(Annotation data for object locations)
-----
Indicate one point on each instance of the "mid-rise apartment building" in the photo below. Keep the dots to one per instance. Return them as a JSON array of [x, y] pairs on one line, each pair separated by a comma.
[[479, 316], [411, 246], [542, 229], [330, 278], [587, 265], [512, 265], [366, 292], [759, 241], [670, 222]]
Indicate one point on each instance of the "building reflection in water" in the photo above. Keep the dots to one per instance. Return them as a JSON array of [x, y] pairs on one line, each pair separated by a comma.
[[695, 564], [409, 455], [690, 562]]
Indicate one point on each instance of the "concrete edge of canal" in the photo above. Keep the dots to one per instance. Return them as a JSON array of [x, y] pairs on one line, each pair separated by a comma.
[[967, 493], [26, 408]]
-----
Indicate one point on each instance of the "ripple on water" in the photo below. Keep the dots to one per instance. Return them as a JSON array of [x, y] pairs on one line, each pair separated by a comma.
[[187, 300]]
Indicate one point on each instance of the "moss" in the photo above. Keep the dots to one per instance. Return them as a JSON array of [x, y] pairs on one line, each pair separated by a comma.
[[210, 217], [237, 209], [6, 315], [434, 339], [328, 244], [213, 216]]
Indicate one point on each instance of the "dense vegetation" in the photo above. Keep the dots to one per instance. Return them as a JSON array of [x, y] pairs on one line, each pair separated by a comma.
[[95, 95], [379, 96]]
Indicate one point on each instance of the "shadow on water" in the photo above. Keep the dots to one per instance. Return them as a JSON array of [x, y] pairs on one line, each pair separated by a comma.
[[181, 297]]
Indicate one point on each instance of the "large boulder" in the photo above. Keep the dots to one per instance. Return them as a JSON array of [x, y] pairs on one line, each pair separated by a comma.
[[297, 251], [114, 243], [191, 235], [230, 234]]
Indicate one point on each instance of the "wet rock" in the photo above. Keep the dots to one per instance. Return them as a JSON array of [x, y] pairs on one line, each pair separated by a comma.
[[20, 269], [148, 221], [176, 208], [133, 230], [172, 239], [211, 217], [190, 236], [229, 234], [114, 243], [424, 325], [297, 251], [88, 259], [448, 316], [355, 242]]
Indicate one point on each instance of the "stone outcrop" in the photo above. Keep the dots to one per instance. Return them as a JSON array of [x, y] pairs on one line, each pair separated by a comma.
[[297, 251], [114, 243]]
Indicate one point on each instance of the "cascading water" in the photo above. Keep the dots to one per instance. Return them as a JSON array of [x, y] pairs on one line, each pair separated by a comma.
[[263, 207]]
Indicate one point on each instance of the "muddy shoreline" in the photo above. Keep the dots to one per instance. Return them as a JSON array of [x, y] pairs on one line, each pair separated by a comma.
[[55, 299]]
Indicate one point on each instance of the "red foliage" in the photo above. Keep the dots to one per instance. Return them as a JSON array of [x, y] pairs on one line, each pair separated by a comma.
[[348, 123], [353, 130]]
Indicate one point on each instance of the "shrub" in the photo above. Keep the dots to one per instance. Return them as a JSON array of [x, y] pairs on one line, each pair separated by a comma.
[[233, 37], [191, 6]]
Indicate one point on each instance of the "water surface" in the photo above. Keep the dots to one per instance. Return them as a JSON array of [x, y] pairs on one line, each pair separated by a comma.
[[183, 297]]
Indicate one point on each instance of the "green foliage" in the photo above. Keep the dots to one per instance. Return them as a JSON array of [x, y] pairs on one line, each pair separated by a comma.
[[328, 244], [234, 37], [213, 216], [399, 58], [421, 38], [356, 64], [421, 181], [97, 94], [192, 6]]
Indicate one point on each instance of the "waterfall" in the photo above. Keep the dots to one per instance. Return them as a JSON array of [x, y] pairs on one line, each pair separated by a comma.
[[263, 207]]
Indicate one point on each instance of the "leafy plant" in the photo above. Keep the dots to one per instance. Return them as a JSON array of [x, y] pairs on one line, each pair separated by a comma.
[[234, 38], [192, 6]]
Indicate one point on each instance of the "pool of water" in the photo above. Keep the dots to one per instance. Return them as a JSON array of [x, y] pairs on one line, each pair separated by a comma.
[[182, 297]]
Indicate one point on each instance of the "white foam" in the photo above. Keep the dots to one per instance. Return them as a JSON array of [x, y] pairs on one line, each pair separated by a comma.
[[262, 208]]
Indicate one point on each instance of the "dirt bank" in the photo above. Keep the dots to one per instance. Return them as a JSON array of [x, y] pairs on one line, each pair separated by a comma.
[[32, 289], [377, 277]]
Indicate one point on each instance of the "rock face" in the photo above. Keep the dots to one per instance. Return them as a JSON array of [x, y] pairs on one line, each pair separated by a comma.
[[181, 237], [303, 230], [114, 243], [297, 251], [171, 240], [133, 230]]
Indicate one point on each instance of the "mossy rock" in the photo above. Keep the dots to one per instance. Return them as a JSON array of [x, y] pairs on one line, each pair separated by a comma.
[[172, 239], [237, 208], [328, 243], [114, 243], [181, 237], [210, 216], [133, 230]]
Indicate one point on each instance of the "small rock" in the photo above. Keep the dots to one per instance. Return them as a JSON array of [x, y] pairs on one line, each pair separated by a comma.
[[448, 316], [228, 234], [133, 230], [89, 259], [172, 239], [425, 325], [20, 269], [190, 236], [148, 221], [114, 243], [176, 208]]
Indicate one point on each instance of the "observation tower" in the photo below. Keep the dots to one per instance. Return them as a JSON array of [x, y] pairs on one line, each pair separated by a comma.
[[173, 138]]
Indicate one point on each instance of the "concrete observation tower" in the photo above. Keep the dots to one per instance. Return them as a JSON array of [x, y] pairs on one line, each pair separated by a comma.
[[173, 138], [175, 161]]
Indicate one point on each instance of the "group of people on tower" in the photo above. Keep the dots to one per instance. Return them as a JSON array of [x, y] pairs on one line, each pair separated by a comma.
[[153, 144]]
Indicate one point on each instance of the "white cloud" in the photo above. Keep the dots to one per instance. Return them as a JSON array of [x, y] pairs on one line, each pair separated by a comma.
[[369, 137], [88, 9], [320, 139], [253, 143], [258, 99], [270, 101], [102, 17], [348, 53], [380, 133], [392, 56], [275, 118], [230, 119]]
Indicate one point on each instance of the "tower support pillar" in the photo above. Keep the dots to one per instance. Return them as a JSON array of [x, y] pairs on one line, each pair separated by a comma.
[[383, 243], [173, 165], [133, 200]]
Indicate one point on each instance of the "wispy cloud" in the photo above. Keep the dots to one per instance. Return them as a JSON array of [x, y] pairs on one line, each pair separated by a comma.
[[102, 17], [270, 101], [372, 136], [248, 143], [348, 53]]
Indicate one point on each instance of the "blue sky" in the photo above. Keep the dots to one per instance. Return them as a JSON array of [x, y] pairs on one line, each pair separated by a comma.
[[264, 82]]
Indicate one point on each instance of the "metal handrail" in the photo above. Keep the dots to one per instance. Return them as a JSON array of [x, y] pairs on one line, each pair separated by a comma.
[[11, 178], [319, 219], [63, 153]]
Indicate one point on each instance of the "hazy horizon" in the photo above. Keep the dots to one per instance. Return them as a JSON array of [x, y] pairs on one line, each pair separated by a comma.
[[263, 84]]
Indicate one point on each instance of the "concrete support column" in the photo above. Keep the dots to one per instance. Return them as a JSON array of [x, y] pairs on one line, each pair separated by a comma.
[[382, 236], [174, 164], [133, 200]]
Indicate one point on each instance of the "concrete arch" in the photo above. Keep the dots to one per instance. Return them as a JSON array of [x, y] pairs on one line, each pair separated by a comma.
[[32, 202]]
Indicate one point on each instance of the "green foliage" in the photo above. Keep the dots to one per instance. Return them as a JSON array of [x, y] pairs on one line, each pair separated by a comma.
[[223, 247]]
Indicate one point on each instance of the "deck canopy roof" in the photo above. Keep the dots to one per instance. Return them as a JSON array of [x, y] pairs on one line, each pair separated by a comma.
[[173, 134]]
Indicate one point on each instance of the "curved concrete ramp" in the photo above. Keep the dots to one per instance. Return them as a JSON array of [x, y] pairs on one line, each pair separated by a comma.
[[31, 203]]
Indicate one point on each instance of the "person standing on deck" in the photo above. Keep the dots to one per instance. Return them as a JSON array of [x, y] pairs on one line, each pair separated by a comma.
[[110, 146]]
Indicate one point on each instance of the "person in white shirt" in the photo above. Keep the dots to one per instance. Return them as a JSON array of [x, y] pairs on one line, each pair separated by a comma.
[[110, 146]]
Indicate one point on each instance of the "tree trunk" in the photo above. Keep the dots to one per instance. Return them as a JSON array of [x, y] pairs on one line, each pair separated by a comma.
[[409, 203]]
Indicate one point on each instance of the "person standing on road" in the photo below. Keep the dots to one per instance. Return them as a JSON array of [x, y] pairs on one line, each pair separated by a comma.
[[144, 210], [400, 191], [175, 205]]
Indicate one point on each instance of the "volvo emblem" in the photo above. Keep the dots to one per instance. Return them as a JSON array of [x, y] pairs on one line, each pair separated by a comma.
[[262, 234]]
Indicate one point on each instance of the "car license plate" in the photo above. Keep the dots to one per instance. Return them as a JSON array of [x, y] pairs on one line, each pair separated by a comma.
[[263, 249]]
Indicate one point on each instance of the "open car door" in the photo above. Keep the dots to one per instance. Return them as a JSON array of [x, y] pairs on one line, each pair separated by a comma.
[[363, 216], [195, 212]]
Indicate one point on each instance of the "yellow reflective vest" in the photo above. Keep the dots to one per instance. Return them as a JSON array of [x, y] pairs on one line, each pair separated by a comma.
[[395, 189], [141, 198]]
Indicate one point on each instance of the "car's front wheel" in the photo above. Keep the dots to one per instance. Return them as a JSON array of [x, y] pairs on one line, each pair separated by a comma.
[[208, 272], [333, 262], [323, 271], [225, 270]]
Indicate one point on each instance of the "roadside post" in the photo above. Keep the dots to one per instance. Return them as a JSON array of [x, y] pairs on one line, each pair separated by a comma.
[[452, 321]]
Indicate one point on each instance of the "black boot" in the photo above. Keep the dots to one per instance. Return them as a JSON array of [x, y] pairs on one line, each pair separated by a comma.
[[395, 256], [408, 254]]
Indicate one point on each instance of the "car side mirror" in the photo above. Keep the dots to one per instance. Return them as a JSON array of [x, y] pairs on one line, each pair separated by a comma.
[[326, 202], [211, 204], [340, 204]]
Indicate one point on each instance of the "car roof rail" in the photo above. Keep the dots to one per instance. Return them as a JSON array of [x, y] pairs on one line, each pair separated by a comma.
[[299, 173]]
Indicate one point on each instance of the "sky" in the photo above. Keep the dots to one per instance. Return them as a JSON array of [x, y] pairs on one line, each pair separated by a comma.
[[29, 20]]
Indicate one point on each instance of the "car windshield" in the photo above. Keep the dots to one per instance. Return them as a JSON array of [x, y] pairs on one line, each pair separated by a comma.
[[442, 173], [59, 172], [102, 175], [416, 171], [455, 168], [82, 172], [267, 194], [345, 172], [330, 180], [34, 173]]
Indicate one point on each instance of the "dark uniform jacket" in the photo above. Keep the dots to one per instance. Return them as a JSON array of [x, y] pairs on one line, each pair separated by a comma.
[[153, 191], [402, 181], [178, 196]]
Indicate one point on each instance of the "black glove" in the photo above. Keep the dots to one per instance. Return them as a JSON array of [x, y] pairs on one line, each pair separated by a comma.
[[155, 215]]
-----
### EXERCISE DESCRIPTION
Show every line of the records that contains the word "cloud", copying each line in full. Match case exactly.

### ANSWER TO THIS TASK
Indicate one point on each instance of the "white cloud" in the photo above. Keep the dots to one per instance. Return them as a JSON array of [x, y] pairs on one line, each pair separated by a comma.
Indicate one point on each instance of the "wispy cloud" in the photo above. Keep the dots to one per instance. Return them as a JSON array of [x, y] pairs on one line, each pair separated by a comma.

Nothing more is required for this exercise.